Data for this exercise
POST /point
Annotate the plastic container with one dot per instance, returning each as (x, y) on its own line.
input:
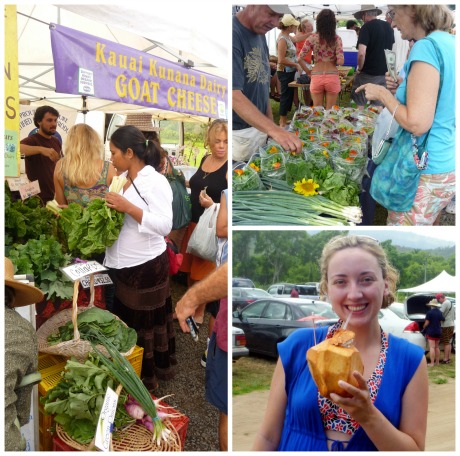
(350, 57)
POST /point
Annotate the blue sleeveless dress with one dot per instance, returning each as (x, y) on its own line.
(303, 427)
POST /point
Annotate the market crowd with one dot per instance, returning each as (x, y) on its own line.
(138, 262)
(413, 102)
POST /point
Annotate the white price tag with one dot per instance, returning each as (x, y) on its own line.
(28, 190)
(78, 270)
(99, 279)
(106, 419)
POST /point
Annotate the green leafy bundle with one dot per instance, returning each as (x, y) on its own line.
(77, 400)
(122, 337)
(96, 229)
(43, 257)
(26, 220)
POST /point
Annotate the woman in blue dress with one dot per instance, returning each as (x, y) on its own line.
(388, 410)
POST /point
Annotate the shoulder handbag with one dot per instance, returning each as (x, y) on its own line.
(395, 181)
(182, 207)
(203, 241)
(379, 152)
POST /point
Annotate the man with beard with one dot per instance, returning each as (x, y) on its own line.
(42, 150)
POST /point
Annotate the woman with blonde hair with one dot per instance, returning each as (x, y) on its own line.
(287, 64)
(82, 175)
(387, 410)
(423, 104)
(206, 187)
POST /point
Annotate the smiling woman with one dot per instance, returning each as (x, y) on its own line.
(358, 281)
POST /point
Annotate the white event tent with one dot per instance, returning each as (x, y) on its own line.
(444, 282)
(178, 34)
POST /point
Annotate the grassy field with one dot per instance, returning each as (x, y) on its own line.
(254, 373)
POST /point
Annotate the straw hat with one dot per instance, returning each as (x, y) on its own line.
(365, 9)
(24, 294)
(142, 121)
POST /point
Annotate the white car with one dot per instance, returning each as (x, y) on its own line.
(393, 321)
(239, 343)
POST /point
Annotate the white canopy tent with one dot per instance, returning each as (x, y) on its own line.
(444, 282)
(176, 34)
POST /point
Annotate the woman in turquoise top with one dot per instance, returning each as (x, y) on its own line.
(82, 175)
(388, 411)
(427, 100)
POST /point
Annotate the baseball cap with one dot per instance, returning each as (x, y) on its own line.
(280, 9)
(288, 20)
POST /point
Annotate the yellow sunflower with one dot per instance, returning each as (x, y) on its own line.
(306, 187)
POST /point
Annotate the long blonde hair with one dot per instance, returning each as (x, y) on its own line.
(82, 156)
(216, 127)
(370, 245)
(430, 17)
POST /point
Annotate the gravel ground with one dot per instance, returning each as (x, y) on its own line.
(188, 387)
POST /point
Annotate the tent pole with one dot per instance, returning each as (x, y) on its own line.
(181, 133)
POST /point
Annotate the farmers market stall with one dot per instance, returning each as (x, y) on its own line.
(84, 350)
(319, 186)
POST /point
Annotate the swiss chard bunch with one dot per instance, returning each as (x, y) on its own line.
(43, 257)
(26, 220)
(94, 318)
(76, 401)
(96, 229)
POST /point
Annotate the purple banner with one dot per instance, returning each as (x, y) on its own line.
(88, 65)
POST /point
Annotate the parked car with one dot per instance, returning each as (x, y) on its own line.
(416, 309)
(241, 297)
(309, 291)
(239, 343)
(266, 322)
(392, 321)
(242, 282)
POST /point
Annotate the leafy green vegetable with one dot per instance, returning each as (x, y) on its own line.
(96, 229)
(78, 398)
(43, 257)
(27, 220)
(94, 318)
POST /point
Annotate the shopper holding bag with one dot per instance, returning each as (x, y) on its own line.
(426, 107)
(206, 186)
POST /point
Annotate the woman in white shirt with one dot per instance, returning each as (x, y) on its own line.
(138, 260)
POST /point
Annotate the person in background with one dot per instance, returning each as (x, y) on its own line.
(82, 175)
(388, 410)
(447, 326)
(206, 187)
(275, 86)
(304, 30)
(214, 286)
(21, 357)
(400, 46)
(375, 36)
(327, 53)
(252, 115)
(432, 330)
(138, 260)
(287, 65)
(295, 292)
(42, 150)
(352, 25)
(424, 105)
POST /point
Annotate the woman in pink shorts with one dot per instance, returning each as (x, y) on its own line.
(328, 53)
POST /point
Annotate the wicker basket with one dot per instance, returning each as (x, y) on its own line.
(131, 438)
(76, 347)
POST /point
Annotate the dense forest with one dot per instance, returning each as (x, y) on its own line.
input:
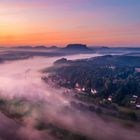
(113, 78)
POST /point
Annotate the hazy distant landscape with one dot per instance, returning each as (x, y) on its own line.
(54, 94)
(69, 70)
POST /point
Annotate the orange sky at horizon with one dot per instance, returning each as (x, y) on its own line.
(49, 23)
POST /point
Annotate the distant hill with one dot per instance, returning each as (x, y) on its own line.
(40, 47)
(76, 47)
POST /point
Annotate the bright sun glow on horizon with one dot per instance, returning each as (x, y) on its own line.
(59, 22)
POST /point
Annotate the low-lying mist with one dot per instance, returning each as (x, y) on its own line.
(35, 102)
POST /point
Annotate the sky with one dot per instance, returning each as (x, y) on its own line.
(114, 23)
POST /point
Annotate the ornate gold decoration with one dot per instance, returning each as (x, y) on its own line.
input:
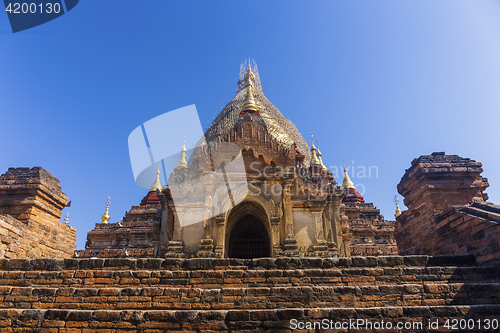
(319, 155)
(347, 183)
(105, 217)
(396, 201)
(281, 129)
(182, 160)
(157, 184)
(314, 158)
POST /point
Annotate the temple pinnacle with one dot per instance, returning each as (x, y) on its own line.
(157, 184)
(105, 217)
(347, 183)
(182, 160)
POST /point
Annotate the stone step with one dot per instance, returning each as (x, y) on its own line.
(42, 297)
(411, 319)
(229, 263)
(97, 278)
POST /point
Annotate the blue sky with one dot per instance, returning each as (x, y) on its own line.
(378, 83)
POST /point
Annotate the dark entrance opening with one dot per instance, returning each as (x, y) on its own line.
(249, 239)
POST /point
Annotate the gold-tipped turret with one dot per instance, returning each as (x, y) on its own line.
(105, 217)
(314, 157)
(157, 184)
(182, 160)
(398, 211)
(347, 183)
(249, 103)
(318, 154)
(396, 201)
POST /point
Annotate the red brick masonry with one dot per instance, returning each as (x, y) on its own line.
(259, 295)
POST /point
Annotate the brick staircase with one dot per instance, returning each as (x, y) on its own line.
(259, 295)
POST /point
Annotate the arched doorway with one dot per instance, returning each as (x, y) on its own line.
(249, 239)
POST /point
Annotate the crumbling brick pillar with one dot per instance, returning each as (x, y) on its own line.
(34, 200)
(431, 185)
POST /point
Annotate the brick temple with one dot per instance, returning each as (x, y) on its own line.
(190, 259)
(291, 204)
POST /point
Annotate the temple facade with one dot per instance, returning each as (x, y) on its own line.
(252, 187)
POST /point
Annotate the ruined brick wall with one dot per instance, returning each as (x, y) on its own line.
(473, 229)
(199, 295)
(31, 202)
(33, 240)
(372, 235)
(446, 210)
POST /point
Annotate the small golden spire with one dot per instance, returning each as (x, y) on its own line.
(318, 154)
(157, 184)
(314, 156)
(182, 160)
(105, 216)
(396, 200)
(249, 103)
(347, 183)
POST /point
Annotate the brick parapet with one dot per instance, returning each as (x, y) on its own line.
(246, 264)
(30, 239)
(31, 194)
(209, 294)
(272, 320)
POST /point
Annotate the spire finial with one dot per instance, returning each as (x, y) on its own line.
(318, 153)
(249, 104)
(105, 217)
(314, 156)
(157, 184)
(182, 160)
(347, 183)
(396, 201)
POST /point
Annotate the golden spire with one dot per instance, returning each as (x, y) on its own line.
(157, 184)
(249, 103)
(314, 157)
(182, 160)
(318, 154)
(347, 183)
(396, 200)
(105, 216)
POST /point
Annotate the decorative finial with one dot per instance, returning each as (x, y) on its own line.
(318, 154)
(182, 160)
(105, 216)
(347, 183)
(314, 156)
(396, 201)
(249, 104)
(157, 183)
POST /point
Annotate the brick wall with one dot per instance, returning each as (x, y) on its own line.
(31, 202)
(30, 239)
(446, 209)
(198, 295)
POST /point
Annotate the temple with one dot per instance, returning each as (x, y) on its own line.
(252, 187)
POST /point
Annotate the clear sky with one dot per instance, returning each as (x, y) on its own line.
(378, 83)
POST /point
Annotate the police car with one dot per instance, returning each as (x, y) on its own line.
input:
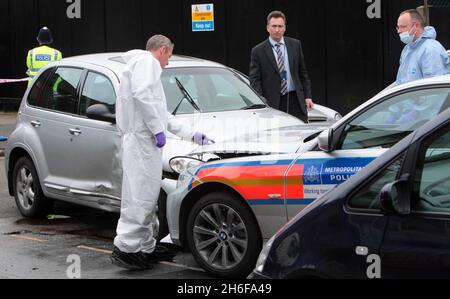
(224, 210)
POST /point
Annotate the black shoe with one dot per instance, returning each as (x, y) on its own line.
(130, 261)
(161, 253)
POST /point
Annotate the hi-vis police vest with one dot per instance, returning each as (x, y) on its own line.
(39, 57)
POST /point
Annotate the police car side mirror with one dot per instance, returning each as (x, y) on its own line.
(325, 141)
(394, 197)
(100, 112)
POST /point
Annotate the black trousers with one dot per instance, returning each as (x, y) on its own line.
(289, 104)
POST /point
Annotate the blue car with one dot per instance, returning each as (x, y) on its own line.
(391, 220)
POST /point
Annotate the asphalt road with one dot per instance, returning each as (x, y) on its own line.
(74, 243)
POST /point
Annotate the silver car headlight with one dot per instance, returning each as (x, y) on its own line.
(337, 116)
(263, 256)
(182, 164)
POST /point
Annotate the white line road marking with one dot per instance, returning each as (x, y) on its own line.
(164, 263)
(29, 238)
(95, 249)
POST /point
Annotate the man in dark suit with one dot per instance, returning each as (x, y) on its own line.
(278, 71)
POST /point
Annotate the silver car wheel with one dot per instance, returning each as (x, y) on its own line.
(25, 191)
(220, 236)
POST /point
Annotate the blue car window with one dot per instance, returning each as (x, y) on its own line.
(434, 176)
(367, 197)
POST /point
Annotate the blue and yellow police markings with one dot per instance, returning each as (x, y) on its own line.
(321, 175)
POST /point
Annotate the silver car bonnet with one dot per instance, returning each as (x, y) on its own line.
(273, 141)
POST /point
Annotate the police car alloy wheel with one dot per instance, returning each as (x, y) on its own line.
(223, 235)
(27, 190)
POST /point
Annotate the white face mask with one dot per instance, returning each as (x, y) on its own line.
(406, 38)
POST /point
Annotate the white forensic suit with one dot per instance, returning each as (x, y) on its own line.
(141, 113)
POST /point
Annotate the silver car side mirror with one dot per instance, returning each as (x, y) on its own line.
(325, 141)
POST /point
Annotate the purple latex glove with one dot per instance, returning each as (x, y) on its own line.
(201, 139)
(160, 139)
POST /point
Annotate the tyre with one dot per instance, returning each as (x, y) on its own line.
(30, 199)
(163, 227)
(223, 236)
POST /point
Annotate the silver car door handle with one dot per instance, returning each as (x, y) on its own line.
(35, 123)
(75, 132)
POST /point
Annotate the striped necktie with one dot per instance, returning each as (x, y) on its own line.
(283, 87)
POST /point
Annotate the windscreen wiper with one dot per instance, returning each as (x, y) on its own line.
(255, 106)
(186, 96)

Required work
The line with "Annotate the striped" through the last line of the data: write these out exactly, and no others.

Exercise output
Annotate the striped necktie with one dot per instance, returning each as (x, y) on its own line.
(283, 87)
POST /point
Annotate the windscreen wiper with one dot per instance, returning each as (x, y) on its own line.
(255, 106)
(186, 96)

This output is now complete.